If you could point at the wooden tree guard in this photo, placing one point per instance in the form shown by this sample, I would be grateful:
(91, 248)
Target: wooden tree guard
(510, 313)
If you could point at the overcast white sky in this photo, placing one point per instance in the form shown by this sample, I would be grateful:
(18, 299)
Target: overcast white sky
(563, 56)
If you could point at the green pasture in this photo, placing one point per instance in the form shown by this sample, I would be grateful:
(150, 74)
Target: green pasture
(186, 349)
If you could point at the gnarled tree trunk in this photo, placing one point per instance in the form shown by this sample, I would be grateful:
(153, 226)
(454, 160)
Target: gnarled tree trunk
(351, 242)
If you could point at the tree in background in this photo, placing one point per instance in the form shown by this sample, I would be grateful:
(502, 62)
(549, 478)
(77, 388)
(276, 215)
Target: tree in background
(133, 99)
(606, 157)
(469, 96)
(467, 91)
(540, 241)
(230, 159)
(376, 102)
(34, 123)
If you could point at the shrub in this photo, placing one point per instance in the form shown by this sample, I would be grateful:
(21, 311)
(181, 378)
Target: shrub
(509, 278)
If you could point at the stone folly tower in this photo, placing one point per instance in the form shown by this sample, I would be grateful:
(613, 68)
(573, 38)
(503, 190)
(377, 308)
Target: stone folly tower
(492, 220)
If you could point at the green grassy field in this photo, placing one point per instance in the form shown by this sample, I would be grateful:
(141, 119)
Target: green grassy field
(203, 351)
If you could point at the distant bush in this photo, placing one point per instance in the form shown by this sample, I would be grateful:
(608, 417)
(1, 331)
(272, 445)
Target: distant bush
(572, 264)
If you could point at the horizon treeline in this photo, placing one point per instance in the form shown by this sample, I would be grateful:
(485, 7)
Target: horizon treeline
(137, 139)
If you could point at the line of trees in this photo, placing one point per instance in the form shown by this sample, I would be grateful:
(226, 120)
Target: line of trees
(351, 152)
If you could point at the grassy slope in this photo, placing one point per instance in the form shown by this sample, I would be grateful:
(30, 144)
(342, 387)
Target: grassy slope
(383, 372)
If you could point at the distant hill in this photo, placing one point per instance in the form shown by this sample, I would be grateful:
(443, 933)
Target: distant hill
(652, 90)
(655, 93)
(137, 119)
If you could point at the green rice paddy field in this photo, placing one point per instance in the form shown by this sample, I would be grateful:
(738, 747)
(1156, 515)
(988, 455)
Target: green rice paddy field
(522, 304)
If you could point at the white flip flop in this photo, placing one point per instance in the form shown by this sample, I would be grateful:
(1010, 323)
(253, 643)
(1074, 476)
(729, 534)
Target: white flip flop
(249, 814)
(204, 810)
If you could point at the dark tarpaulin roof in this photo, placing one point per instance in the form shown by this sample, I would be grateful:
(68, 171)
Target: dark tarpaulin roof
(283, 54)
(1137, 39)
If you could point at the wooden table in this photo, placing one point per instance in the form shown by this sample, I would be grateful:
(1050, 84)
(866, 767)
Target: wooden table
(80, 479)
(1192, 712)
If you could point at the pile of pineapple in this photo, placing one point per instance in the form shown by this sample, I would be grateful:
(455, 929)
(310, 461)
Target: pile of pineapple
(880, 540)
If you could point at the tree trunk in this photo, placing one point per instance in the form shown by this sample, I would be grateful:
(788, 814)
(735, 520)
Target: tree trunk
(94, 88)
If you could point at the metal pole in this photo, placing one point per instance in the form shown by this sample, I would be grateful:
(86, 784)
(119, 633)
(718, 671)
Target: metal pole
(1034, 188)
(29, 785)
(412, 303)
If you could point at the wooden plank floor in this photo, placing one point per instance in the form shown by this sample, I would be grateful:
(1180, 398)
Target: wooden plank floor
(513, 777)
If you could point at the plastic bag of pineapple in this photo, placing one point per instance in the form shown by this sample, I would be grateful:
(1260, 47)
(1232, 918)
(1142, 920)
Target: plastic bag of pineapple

************

Please repeat all the records above exactly as they appear.

| RESULT |
If you could point at the wooden tree guard in this photo, placing one point per instance in the form shown by this sample, I would be grateful:
(91, 248)
Target: wooden tree guard
(510, 313)
If you could point at the overcast white sky in this photo, placing one point per instance in the form shown by this sample, I would be grateful:
(18, 299)
Target: overcast white sky
(563, 56)
If you could point at the green pasture in this photo, placing one point per instance in the form shown by this sample, I would be grateful:
(150, 74)
Target: green pasture
(186, 349)
If you could point at the gnarled tree trunk in this photo, placing one point per instance in the form shown by this sample, I would be grateful:
(153, 226)
(454, 160)
Target: gnarled tree trunk
(351, 242)
If you could point at the tree in background in this photo, placing one point per instance in the form shown by this sample, I would be grateful:
(502, 62)
(549, 478)
(77, 388)
(276, 215)
Target: tree in background
(133, 99)
(606, 157)
(469, 96)
(467, 91)
(540, 241)
(230, 159)
(376, 102)
(34, 123)
If you could point at the shrub in this photo, placing one point per instance in the form shown by this sample, I would be grateful:
(21, 311)
(181, 378)
Target: shrub
(509, 278)
If you could point at the stone folly tower in this photo, placing one point per instance in the form shown by this sample, I would be grateful:
(613, 68)
(573, 38)
(503, 190)
(377, 308)
Target: stone folly tower
(492, 220)
If you could point at the green grassy field in this photo, placing one point per instance in the form shown by this sample, I would be grateful:
(141, 119)
Target: green grassy field
(203, 351)
If you could point at the distant bush in this photo, placing one point per instance in the form shown by this sample, I would be grateful:
(608, 417)
(1, 331)
(272, 445)
Target: distant bush
(572, 264)
If you could point at the horizon treeline in this photo, placing one point per instance in the form shown by this sample, I would be grateful:
(485, 7)
Target: horizon treeline
(137, 139)
If you could point at the line of trees in this photo, placing one point per instance in the form shown by this sample, I would be grateful:
(226, 120)
Target: line of trees
(351, 152)
If you could point at the grassy slope in this photo, placing one point per instance in the form shown by this sample, I would be grateful:
(30, 144)
(342, 387)
Target: grassy slope
(383, 372)
If you could point at the distant hill in this photo, placing one point per instance in the form shown by this sample, I would be grateful:
(443, 933)
Target: distant hill
(652, 90)
(655, 93)
(137, 119)
If you could point at the green rice paddy field in this photo, placing one point per instance in the form shown by this sample, I would be grateful:
(738, 747)
(1156, 515)
(988, 455)
Target: green rice paddy field
(522, 304)
If you could point at the white flip flop in this photo, placing one point per instance in the form shown by this sample, I would be grateful:
(1010, 323)
(253, 643)
(1074, 476)
(729, 534)
Target: white flip flop
(249, 814)
(204, 810)
If you could point at the dark tarpaulin roof in this photo, placing one point per instance in the form shown by this sample, I would be grateful:
(68, 171)
Target: dark tarpaulin roof
(283, 54)
(1137, 39)
If you could point at the wooden table in this photo, placing one point per instance in the form shown by this sample, I would be grateful:
(1050, 84)
(866, 767)
Target: wooden table
(80, 479)
(1192, 712)
If you could point at the pile of pineapple in this photo, placing one point per instance in the form shown by this sample, I would be grateful:
(455, 929)
(310, 461)
Target: pile of pineapple
(880, 540)
If you could point at the tree trunk in this photo, placing one point per instance in the form shown by this sample, I would be grateful:
(788, 814)
(735, 520)
Target: tree trunk
(94, 88)
If you could point at the metal pole in this photo, placing one point per instance in the form shown by this sample, I would be grateful:
(86, 784)
(119, 633)
(718, 671)
Target: metal pole
(1034, 188)
(29, 785)
(412, 303)
If you could point at the wooden plank floor in this photo, placing one point per instance in the form shown by this sample, I would be grateful:
(1180, 398)
Target: wooden plank floor
(513, 777)
If you could point at the plastic bag of pineapple in this photo, placing one point per instance in the form shown by this sample, I would be grateful:
(1260, 47)
(1232, 918)
(1142, 920)
Target: plastic bag of pineapple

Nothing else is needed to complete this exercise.